_Consigne écrite A_:
Recopiez intégralement le texte consacré au piano, sans y apporter la moindre modification.
_Consigne écrite B_:
Transformez en tableau Markdown les lignes des enregistrements, de la ligne contenant "Count every pedestrian street" jusqu'à la ligne contenant "[252,134,261,154]" incluse, et seulement celles-ci. Utilisez deux colonnes, "Num" pour le numéro de rang et "Contenu" pour la ligne, en omettant les lignes vides.

_Texte à lire_:
• • • • • • •
Magie du piano
De tous les instruments de musique, le piano est le seul qui soit à la fois polyphonique et intimiste. L’orgue est trop marqué par son rôle liturgique, le clavecin peine à se défaire de son ancrage dans les temps anciens.
Mais aussi, au-delà de ces considérations techniques, le piano possède, pour l’auditeur comme pour celui qui en joue, une infinie palette de possibilités, de l’évocation nostalgique (Chopin, Mendelssohn, Fauré) à la virtuosité transcendante (Liszt, Balakirev) en passant par la dureté percutante (Bartok) sans oublier les couleurs subtiles (Ravel, Debussy) et les infinies efflorescences du jazz (Art Tatum, Bill Evans).
Et puis, surtout, le piano se suffit à lui-même.
LES VALSES DE CHOPIN PAR EMMANUELLE SWIERCZ-LAMOURE
Nous possédons tous au moins un souvenir lié à une Valse de Chopin : une audition chez notre professeur de piano où, la gorge sèche et les mains désespérément moites, nous nous apprêtons, terrifiés, à nous produire devant nos petit(e)s camarades et leurs parents ; un amour de vacances à la longue natte brune qui joue, sur le piano mal accordé de l’hôtel, dans le salon désert, la Valse « de l’Adieu » la veille de son départ – et que l’on ne reverra jamais.
C’est que, nostalgiques ou brillantes, ces Valses ont un pouvoir évocateur à peu près unique et elles sont d’autant plus difficiles à interpréter, faussement simples, entre détachement de salon et mièvrerie d’un rubato excessif.
Émotion, forte émotion au premier degré : c’est ce que l’on éprouve en écoutant cette intégrale des Valses que vient d’enregistrer Emmanuelle Swiercz-Lamoure1.
• • • • • • •
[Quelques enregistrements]
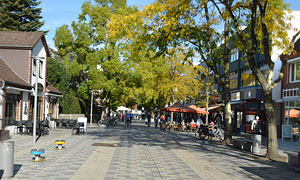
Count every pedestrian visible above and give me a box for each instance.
[215,112,222,127]
[129,112,133,124]
[124,111,130,126]
[154,114,158,128]
[147,112,151,127]
[196,117,202,132]
[160,114,166,121]
[251,116,261,134]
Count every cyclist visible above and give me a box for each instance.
[124,111,130,127]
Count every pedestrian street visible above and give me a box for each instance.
[5,121,300,180]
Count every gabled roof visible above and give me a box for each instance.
[46,81,62,95]
[0,31,50,57]
[0,57,32,89]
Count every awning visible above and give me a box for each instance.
[285,109,300,118]
[161,104,209,114]
[230,101,243,104]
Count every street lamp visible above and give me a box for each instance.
[31,56,45,144]
[90,90,101,126]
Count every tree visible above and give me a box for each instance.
[0,0,44,31]
[220,0,299,160]
[109,0,231,144]
[55,0,135,116]
[47,53,82,114]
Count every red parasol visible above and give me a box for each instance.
[285,109,300,118]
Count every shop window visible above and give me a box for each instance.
[241,73,256,87]
[39,61,43,78]
[5,94,20,125]
[230,48,239,62]
[32,59,43,78]
[230,79,237,89]
[290,62,300,83]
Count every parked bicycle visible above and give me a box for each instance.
[98,117,117,127]
[106,117,117,127]
[125,118,130,127]
[198,125,225,141]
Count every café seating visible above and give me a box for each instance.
[15,121,24,135]
[25,120,33,134]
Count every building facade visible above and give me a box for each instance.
[0,31,62,136]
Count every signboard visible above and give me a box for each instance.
[231,92,241,101]
[281,125,293,141]
[77,117,87,131]
[243,89,256,99]
[33,83,44,92]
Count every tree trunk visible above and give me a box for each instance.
[223,88,232,145]
[222,8,232,145]
[264,90,280,160]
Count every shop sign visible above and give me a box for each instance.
[243,90,256,99]
[231,92,241,101]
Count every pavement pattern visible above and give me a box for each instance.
[3,121,300,180]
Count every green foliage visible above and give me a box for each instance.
[61,92,82,114]
[47,52,82,114]
[0,0,44,31]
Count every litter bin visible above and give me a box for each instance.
[0,141,15,178]
[252,134,261,154]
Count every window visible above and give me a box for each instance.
[290,62,300,83]
[230,79,237,89]
[32,59,36,76]
[39,61,43,78]
[230,48,239,62]
[32,59,43,78]
[241,73,256,87]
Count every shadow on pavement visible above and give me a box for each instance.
[87,122,300,179]
[14,164,22,176]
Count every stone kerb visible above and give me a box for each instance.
[58,114,85,120]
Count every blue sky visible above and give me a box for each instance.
[40,0,300,48]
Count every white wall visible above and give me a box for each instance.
[22,92,30,120]
[271,11,300,100]
[45,96,50,119]
[31,39,47,89]
[0,89,3,129]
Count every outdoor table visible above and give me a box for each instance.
[31,149,45,162]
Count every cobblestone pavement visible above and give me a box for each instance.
[2,122,300,180]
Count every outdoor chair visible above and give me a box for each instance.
[72,123,80,136]
[25,120,33,134]
[62,119,69,129]
[78,122,85,134]
[56,119,62,128]
[15,121,24,135]
[68,119,77,129]
[40,120,49,136]
[191,124,197,132]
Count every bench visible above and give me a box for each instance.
[232,132,253,152]
[285,151,300,171]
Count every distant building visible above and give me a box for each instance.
[0,31,62,138]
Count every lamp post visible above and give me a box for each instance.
[31,56,44,144]
[90,90,101,126]
[90,90,94,126]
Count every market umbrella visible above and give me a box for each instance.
[183,105,209,114]
[161,103,182,112]
[117,106,131,111]
[285,109,300,118]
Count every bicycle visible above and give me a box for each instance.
[105,117,117,127]
[125,119,130,127]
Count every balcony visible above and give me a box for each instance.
[282,88,300,102]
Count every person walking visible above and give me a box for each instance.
[147,112,151,127]
[154,114,158,128]
[125,111,130,127]
[251,116,261,134]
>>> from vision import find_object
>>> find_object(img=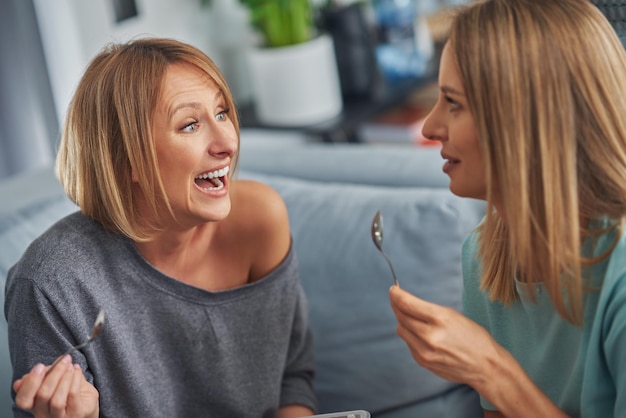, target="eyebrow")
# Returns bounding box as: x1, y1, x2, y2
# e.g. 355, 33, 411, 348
440, 86, 465, 96
167, 90, 224, 118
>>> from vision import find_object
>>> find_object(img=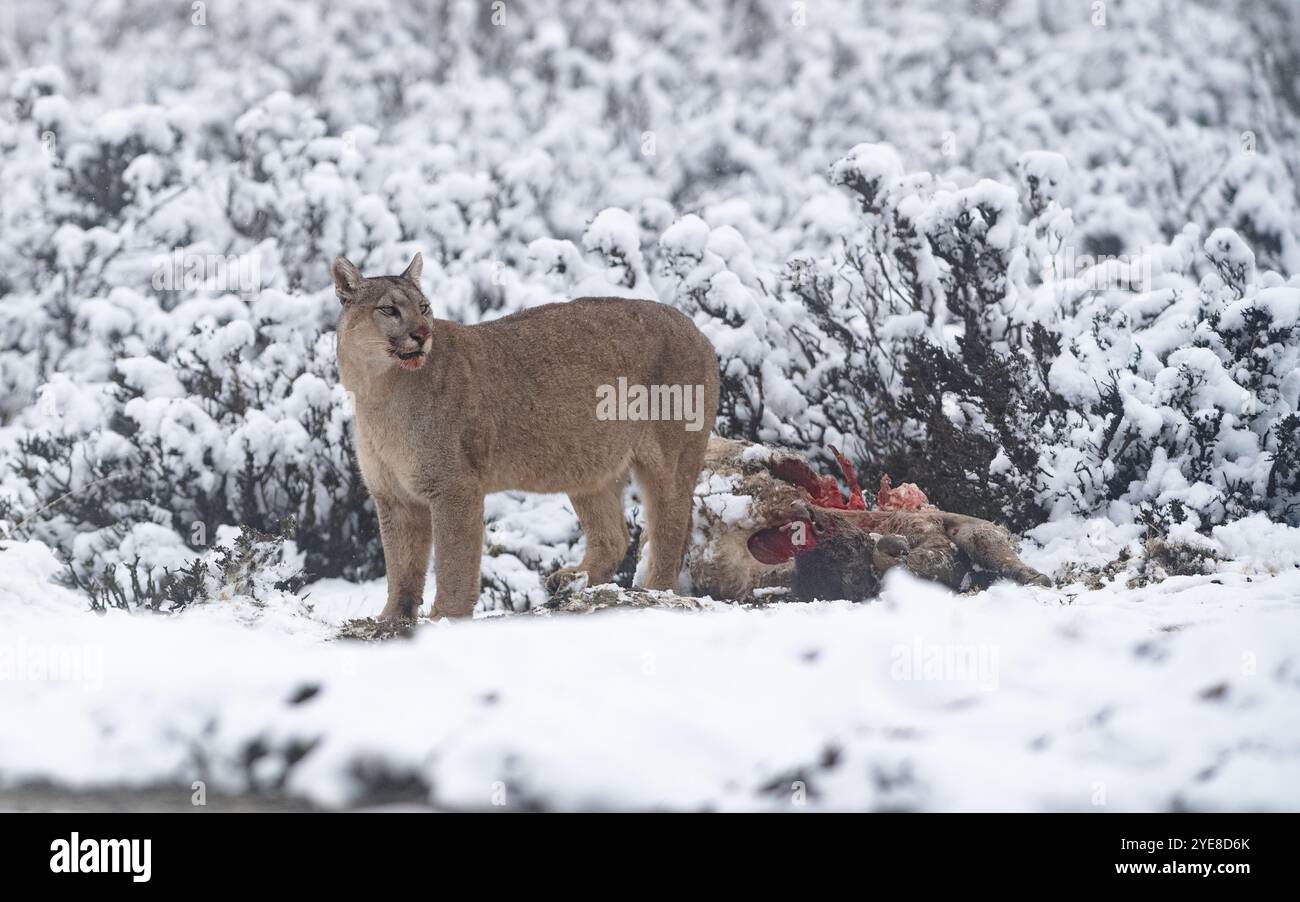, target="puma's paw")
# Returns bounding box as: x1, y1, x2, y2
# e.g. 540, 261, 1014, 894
546, 567, 590, 598
378, 599, 420, 624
• • • • • • •
_Résultat final A_:
Magie du piano
De tous les instruments de musique, le piano est le seul qui soit à la fois polyphonique et intimiste. L’orgue est trop marqué par son rôle liturgique, le clavecin peine à se défaire de son ancrage dans les temps anciens.
Mais aussi, au-delà de ces considérations techniques, le piano possède, pour l’auditeur comme pour celui qui en joue, une infinie palette de possibilités, de l’évocation nostalgique (Chopin, Mendelssohn, Fauré) à la virtuosité transcendante (Liszt, Balakirev) en passant par la dureté percutante (Bartok) sans oublier les couleurs subtiles (Ravel, Debussy) et les infinies efflorescences du jazz (Art Tatum, Bill Evans).
Et puis, surtout, le piano se suffit à lui-même.
LES VALSES DE CHOPIN PAR EMMANUELLE SWIERCZ-LAMOURE
Nous possédons tous au moins un souvenir lié à une Valse de Chopin : une audition chez notre professeur de piano où, la gorge sèche et les mains désespérément moites, nous nous apprêtons, terrifiés, à nous produire devant nos petit(e)s camarades et leurs parents ; un amour de vacances à la longue natte brune qui joue, sur le piano mal accordé de l’hôtel, dans le salon désert, la Valse « de l’Adieu » la veille de son départ – et que l’on ne reverra jamais.
C’est que, nostalgiques ou brillantes, ces Valses ont un pouvoir évocateur à peu près unique et elles sont d’autant plus difficiles à interpréter, faussement simples, entre détachement de salon et mièvrerie d’un rubato excessif.
Émotion, forte émotion au premier degré : c’est ce que l’on éprouve en écoutant cette intégrale des Valses que vient d’enregistrer Emmanuelle Swiercz-Lamoure1.

_Résultat final B_:
| Num | Contenu |
|---|---|
| 1 | Count every pedestrian street visible above and give me a box for each instance. |
| 2 | [5,121,300,180] |
| 3 | Count every gabled roof visible above and give me a box for each instance. |
| 4 | [46,81,62,95] |
| 5 | [0,31,50,57] |
| 6 | [0,57,32,89] |
| 7 | Count every awning visible above and give me a box for each instance. |
| 8 | [285,109,300,118] |
| 9 | [161,104,209,114] |
| 10 | [230,101,243,104] |
| 11 | Count every street lamp visible above and give me a box for each instance. |
| 12 | [31,56,45,144] |
| 13 | [90,90,101,126] |
| 14 | Count every tree visible above and give me a box for each instance. |
| 15 | [0,0,44,31] |
| 16 | [220,0,299,160] |
| 17 | [109,0,231,144] |
| 18 | [55,0,135,116] |
| 19 | [47,53,82,114] |
| 20 | Count every red parasol visible above and give me a box for each instance. |
| 21 | [285,109,300,118] |
| 22 | Count every shop window visible above and give me a box for each instance. |
| 23 | [241,73,256,87] |
| 24 | [39,61,43,78] |
| 25 | [5,94,20,125] |
| 26 | [230,48,239,62] |
| 27 | [32,59,43,78] |
| 28 | [230,79,237,89] |
| 29 | [290,62,300,83] |
| 30 | Count every parked bicycle visible above and give me a box for each instance. |
| 31 | [98,117,117,127] |
| 32 | [106,117,117,127] |
| 33 | [125,118,130,127] |
| 34 | [198,125,225,141] |
| 35 | Count every café seating visible above and give me a box for each instance. |
| 36 | [15,121,24,135] |
| 37 | [25,120,33,134] |
| 38 | Count every building facade visible above and give me a box for each instance. |
| 39 | [0,31,62,136] |
| 40 | Count every signboard visible above and give me a box for each instance. |
| 41 | [231,92,241,101] |
| 42 | [281,125,293,141] |
| 43 | [77,117,87,131] |
| 44 | [243,89,256,99] |
| 45 | [33,83,44,92] |
| 46 | Count every tree trunk visible above and give me a box for each instance. |
| 47 | [223,88,232,145] |
| 48 | [222,8,232,145] |
| 49 | [264,90,280,160] |
| 50 | Count every shop sign visible above and give me a box for each instance. |
| 51 | [243,90,256,99] |
| 52 | [231,92,241,101] |
| 53 | Count every pavement pattern visible above and give me a box for each instance. |
| 54 | [3,121,300,180] |
| 55 | Count every green foliage visible above and give me a box for each instance. |
| 56 | [61,92,82,114] |
| 57 | [47,52,82,114] |
| 58 | [0,0,44,31] |
| 59 | Count every litter bin visible above and give me a box for each instance. |
| 60 | [0,141,15,178] |
| 61 | [252,134,261,154] |